● Exercise: Write out, word for word, only the lines from the one containing "Reviewer note: check that every instance of the red canopy" through the final line of the data.

+ + + + + + +

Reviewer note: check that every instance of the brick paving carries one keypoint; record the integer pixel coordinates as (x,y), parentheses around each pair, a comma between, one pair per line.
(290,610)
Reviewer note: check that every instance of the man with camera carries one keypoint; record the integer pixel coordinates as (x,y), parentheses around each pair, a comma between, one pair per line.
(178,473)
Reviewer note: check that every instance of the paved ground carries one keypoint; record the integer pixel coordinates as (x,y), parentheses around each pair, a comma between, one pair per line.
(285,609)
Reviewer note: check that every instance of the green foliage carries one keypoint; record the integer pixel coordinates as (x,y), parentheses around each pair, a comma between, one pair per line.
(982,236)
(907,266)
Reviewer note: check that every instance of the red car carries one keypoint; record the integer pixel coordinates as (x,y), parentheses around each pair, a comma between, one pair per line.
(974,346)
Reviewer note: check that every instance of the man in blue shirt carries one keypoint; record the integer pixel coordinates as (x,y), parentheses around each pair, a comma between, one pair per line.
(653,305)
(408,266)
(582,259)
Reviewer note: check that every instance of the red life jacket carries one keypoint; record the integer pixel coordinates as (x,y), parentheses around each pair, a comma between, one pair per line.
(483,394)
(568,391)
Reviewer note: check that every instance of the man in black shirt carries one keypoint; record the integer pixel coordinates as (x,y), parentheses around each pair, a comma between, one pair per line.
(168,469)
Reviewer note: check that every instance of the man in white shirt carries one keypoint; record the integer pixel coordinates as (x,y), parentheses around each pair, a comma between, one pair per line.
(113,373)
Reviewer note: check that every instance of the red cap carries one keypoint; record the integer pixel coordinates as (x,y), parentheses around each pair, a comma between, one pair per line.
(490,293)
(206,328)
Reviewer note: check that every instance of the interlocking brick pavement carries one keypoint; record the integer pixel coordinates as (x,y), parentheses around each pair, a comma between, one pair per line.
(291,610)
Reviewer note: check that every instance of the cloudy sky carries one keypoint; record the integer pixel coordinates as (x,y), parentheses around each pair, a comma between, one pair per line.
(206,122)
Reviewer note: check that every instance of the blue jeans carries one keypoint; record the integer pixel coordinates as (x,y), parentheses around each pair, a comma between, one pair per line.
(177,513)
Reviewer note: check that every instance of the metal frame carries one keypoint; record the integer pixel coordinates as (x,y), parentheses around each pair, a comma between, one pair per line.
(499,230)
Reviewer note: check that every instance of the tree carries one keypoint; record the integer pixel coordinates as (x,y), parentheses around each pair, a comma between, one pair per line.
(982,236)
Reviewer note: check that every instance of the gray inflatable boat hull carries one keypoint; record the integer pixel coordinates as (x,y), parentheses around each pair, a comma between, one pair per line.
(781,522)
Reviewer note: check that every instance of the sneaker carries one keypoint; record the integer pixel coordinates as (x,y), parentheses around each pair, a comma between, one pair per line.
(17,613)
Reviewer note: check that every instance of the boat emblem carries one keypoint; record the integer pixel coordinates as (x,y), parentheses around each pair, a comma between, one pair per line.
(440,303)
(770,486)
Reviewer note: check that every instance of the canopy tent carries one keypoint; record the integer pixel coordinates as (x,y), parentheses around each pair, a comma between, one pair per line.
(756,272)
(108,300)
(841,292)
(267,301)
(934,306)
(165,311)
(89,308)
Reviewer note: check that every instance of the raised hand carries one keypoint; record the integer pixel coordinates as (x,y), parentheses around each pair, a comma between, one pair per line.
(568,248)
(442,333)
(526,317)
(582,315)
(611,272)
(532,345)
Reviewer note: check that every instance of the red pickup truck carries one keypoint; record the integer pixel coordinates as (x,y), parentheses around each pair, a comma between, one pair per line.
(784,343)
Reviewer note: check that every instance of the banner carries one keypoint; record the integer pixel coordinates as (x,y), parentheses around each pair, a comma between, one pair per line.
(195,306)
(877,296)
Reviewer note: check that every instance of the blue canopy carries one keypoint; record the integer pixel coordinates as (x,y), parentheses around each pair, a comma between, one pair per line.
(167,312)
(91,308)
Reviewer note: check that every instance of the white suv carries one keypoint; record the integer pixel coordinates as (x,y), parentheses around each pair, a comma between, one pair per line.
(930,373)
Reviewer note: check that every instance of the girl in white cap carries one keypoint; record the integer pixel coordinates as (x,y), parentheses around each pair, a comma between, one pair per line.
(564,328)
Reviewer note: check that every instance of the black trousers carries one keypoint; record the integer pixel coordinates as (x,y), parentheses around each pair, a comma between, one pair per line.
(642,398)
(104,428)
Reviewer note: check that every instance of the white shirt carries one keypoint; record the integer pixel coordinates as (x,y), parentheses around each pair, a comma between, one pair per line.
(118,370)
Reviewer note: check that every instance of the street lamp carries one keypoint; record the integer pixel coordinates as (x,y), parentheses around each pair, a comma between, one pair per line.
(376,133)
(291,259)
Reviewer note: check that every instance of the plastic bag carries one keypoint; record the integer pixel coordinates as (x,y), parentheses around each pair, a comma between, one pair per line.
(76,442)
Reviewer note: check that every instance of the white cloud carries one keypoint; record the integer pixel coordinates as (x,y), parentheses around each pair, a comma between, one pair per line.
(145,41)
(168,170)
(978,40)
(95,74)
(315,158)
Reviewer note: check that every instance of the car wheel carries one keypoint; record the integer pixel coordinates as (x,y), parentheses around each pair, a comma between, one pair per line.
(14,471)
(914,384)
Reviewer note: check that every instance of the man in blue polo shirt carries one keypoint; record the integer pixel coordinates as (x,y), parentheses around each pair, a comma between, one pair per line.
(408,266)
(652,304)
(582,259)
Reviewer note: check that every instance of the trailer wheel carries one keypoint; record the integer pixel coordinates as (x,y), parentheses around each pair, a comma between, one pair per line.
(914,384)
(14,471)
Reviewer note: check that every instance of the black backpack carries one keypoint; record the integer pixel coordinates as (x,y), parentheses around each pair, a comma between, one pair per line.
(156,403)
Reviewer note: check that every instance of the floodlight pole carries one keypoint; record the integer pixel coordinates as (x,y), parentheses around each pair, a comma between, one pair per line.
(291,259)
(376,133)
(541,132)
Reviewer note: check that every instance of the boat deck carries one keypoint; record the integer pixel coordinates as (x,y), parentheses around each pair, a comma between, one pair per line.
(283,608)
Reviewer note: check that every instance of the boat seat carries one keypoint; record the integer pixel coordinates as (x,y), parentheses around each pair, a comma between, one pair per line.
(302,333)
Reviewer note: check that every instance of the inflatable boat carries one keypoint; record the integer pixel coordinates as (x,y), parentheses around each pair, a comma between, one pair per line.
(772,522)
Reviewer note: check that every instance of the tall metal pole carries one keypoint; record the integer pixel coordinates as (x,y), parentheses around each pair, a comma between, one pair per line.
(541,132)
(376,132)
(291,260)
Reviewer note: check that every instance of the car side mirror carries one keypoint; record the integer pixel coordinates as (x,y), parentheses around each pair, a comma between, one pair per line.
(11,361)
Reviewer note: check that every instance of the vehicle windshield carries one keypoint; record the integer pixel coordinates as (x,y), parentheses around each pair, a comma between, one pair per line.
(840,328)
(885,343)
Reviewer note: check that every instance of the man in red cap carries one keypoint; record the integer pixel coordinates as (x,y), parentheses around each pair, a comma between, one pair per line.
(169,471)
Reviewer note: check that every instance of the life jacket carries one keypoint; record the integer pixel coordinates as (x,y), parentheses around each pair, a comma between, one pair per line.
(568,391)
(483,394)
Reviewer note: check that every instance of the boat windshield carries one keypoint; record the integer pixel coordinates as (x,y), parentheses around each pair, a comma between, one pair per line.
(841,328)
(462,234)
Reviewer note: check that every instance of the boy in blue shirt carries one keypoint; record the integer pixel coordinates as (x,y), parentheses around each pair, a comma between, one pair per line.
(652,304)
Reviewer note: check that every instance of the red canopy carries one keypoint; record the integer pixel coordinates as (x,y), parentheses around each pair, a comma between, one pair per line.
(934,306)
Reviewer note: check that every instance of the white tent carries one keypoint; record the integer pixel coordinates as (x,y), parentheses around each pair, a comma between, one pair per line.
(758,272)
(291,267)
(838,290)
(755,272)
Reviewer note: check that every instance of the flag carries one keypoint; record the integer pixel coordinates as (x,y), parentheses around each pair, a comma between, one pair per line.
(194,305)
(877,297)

+ + + + + + +

● Correct result:
Reviewer note: check that every instance of the red canopy carries one keypoint; record the integer pixel coordinates as (x,y), parentheses around each pair, a comma between, one pair per line.
(934,306)
Reviewer note: check that every instance of the white tent carries one keypoint; record the integer pixel coordinates as (x,y), parentheses around each pair, a comma between, one pair per line.
(758,272)
(291,267)
(838,290)
(755,272)
Reviewer note: check that every instance of the flag carries one keypoint; record the integer pixel coordinates as (x,y), parentheses around each pair, a comma between, one pair per line.
(194,305)
(877,297)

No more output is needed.